# SET TASKS
A - Decide whether each statement agrees with the message on content guidelines checkpoint 3.1 below, answering yes or no and quoting the deciding words: (i) The writer comments on possible future interpretations of section 508. (ii) The writer considers a screen reader's literal reading of MathML better than a GIF image of the equation. (iii) The writer states that all math symbols can be easily represented in plain text.
B - Carry on the message on content guidelines checkpoint 3.1 below, starting after its final sentence.

# TEXT EXCERPT
------------------------------------------------------------------------

RE: content guidelines checkpoint 3.1

 

Primarily in response to DJW and Zachary:

Maybe I was not clear.
I am merely trying to shift the focus away from being too bogged down in legal technicalities.
I am not commenting on how lawyers think nor on what lawyers may worry about nor on possible future interpretations of section 508.
     If you are a developer and asking "how do I achieve  compliance level ...",
(read "how do I not get sued based on what is in such an such a document, the WCAG not being a legal docuemnt), in my view this is an unfortunate attitude.  The develper's attitude should be rather framed in a positive manner:
"What can I do to enable more to access my content?"

     On MathML, it is not clear that MathML is more accessible than say a plain text representation of mathematical equations.
Have someone read the mathML source file to you over the phone.  Do you understand the equation?
That's what I hear when my screen reader reads the markup tags literally.
Of course, it's better than a GIF image of the equation.
Also, certain math symbols cannot be easily represented in plain text, thus the need for using GIF images in the first place.

------------------------------------------------------------------------

# RECORDS PROVIDED
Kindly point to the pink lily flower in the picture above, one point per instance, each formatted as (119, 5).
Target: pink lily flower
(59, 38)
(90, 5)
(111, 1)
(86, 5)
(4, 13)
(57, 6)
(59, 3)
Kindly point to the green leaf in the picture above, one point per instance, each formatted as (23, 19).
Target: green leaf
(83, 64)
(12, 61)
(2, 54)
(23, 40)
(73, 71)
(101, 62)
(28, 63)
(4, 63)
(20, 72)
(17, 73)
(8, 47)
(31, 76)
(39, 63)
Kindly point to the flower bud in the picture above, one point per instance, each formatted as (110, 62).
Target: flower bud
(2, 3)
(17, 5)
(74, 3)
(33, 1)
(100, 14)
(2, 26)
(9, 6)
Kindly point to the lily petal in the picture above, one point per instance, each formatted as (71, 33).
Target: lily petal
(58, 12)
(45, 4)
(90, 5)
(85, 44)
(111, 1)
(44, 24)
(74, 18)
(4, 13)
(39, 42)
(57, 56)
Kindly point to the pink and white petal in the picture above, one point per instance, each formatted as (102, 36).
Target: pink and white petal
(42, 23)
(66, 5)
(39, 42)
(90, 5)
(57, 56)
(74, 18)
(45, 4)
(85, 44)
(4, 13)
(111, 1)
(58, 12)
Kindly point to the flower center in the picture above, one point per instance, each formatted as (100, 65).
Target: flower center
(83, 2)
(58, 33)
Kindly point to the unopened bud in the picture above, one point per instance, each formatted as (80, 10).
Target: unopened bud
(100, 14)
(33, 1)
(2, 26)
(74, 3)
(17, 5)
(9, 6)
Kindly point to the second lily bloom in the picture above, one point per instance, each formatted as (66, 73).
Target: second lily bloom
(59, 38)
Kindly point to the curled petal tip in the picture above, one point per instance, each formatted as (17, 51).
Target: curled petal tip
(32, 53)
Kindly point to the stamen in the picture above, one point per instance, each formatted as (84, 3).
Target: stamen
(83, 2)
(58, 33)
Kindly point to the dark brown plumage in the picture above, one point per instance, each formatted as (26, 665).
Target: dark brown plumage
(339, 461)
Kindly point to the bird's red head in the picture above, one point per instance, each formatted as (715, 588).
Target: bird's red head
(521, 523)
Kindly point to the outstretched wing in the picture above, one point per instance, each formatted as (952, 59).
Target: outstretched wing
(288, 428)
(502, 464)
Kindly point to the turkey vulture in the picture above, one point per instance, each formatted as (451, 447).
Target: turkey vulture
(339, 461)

------------------------------------------------------------------------

# REPLIES
A -
(i) No: "I am not commenting on how lawyers think nor on what lawyers may worry about nor on possible future interpretations of section 508."
(ii) Yes: "Of course, it's better than a GIF image of the equation."
(iii) No: "certain math symbols cannot be easily represented in plain text"

B -
Technically, a GIF image of an equation is not a visual image of text, since the symbols are not ASCII, that is, cannot be created from the standard keyboard.  Thus checkpoint 3.1 is just NA.
This does not absolve the developer from providing, in addition to, not in place of , an equivalent representation, somehow.  You could try to do it with ASCII symbols mixed with words if necessary, (e.g. the word Sigma since no standard keyboard
has this symbol.).
     There are themes of accessibility.  Guidelines are suggestions on how to do it.  Checkpoints are
refinements of the guidelines, ultimately still suggestions just at a lower level of detail.
The ultimate test of whether you succeeded is not a compliance level, but whether everyone has access to the content.  If you can achieve accessibility in your own way, nothing says you can't.
The theme is diversity of access, not restrictions on design.  If you have these confused as the same, you have not viewed the whole issue in its proper frame of reference.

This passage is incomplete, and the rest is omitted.